### [WHAT TO PRODUCE]
Reproduce each of the rows below word for word, keeping their order.

### [DATA PROVIDED]
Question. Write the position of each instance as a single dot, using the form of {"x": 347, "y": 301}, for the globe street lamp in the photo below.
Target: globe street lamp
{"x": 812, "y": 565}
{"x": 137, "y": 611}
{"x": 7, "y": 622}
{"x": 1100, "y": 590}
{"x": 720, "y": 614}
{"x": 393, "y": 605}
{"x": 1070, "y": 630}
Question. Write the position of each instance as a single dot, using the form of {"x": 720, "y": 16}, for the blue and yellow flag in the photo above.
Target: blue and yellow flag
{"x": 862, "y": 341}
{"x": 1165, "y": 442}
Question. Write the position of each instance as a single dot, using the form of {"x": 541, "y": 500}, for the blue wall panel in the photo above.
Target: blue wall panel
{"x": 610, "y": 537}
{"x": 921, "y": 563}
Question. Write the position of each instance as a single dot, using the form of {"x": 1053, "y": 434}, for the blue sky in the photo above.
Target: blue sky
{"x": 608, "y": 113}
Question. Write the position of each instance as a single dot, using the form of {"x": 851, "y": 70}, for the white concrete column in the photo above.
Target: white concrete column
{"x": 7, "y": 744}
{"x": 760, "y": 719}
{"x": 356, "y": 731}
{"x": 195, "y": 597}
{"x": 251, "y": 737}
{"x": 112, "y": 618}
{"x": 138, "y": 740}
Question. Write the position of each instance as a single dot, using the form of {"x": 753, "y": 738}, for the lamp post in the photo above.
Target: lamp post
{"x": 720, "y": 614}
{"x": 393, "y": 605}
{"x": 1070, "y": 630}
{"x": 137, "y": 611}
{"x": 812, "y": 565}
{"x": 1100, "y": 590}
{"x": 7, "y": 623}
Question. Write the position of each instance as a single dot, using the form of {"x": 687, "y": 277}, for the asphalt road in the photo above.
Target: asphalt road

### [EXERCISE OUTPUT]
Question. Write the position of each instance as a single dot, using the form of {"x": 347, "y": 301}, for the globe street lamp in the photo below.
Target: globe street lamp
{"x": 812, "y": 565}
{"x": 137, "y": 611}
{"x": 7, "y": 622}
{"x": 1100, "y": 590}
{"x": 720, "y": 614}
{"x": 393, "y": 605}
{"x": 1070, "y": 630}
Question. Write the position of each instance as a single dot, using the form of {"x": 720, "y": 16}, for the blue and yellow flag in the photo above.
Target: blue and yellow flag
{"x": 862, "y": 341}
{"x": 1165, "y": 442}
Question. Write the position of each instance as a single dot, using the form of {"x": 541, "y": 500}, for the blue wall panel in the photo above.
Target: blue wall panel
{"x": 610, "y": 537}
{"x": 921, "y": 563}
Question. Write the position of each instance as a single dot, using the form of {"x": 1053, "y": 434}, for the blue sky in the photo above.
Target: blue sky
{"x": 608, "y": 113}
Question. Write the position of each instance as a single dot, using the form of {"x": 851, "y": 70}, for the white concrete column in the photo above.
Target: white concrete column
{"x": 7, "y": 744}
{"x": 760, "y": 719}
{"x": 356, "y": 731}
{"x": 195, "y": 597}
{"x": 251, "y": 737}
{"x": 112, "y": 618}
{"x": 138, "y": 740}
Question. Write the position of each instance as a single dot, using the form of {"x": 753, "y": 738}, for the lamp post in the photo above.
Target: lamp post
{"x": 720, "y": 614}
{"x": 393, "y": 605}
{"x": 1070, "y": 630}
{"x": 137, "y": 611}
{"x": 812, "y": 565}
{"x": 1100, "y": 590}
{"x": 7, "y": 623}
Question. Write the position of each instance as a single dot, using the form of {"x": 687, "y": 277}, for the asphalt road in the photo above.
Target: asphalt road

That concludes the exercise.